#### [TASK REQUIREMENTS]
Set out each line of the records below as a Markdown table with two columns, Row for the row number and Line for the text, and skip any blank lines. Leave the pictures out.

#### [DATASET CONTENT]
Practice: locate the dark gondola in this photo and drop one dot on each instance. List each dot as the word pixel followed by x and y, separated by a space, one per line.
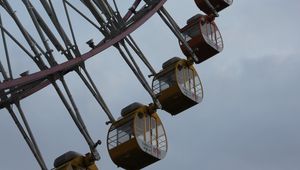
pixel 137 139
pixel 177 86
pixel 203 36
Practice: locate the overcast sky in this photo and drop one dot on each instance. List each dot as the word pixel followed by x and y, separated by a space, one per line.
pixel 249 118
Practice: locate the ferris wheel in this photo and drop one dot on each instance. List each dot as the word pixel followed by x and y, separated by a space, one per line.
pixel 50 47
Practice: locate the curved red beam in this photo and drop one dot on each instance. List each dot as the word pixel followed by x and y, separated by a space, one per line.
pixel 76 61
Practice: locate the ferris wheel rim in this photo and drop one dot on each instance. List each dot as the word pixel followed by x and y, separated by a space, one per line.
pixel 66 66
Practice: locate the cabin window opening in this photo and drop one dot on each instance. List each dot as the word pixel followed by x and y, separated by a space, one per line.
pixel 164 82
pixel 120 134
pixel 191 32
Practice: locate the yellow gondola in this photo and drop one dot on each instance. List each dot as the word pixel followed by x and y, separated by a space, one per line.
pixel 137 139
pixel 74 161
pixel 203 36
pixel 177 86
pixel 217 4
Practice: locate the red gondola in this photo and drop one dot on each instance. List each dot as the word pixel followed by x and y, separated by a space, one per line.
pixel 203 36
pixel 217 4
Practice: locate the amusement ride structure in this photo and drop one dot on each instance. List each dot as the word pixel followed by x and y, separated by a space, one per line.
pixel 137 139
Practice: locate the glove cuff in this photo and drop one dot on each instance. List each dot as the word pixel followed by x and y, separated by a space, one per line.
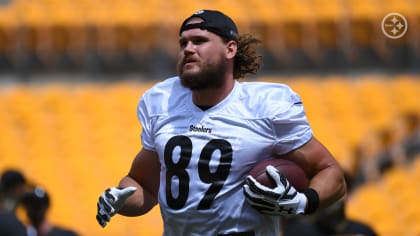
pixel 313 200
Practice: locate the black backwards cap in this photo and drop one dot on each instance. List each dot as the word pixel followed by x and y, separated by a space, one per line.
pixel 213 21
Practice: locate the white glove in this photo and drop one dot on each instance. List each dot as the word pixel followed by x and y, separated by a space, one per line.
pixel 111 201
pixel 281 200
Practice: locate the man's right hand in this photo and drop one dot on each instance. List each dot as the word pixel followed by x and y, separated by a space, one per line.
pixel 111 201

#### [COMPLETED EXERCISE]
| Row | Line |
|---|---|
| 1 | Practice: locate the dark gondola in this photo and drop one dot on each instance. List each dot as the word pixel followed by x and y, separated by a space, one per line. |
| 2 | pixel 137 139 |
| 3 | pixel 177 86 |
| 4 | pixel 203 36 |
| 5 | Practice: locate the overcast sky in this photo and drop one dot on each instance. List each dot as the word pixel followed by x and y, separated by a space, one per line. |
| 6 | pixel 249 118 |
| 7 | Practice: locate the ferris wheel in this photo and drop one dot on each instance. List each dot as the word pixel followed by x and y, separated by a space, one per line. |
| 8 | pixel 50 47 |
| 9 | Practice: locate the curved red beam in this photo and drop one dot on each instance. List each dot as the word pixel followed by x and y, separated by a space, one per line. |
| 10 | pixel 76 61 |
| 11 | Practice: locate the ferris wheel rim in this photo and drop one dot on each instance. List each dot as the word pixel followed by x and y, separated by a space, one per line. |
| 12 | pixel 66 66 |
| 13 | Practice: locate the cabin window opening in this photo and drop one dot on each instance. List each dot as the word pixel followed by x and y, separated by a space, one per line. |
| 14 | pixel 164 82 |
| 15 | pixel 120 134 |
| 16 | pixel 191 32 |
| 17 | Practice: locate the yellow gondola in this photo and drop one dot on each instance. List each dot as the word pixel followed by x and y, separated by a space, one per line. |
| 18 | pixel 137 139 |
| 19 | pixel 74 161 |
| 20 | pixel 203 36 |
| 21 | pixel 177 86 |
| 22 | pixel 217 4 |
| 23 | Practice: locate the red gondola in this photo and drop one dot on each instance. List each dot as the word pixel followed by x and y, separated by a space, one per line. |
| 24 | pixel 203 36 |
| 25 | pixel 217 4 |
| 26 | Practice: locate the amusement ride structure in this photo and drop one dot on each instance. List each dot as the word pixel followed by x and y, separated by a space, one per line. |
| 27 | pixel 137 139 |
| 28 | Practice: locate the glove cuff in this photo and drop one dot on each instance. List each dot as the word pixel followed by x and y, separated by a space, one per line. |
| 29 | pixel 313 200 |
| 30 | Practice: locate the black backwards cap in this photo and drop one dot on each instance. List each dot as the word pixel followed by x and y, separated by a space, one per line. |
| 31 | pixel 213 21 |
| 32 | Practice: locate the white glove in this photo and drop one dot on each instance. List each dot as the word pixel followed by x and y, separated by a space, one per line. |
| 33 | pixel 111 201 |
| 34 | pixel 281 200 |
| 35 | Practice: locate the man's right hand in this photo and drop one dot on each instance. List each dot as the word pixel followed by x and y, separated by a space, one per line. |
| 36 | pixel 111 201 |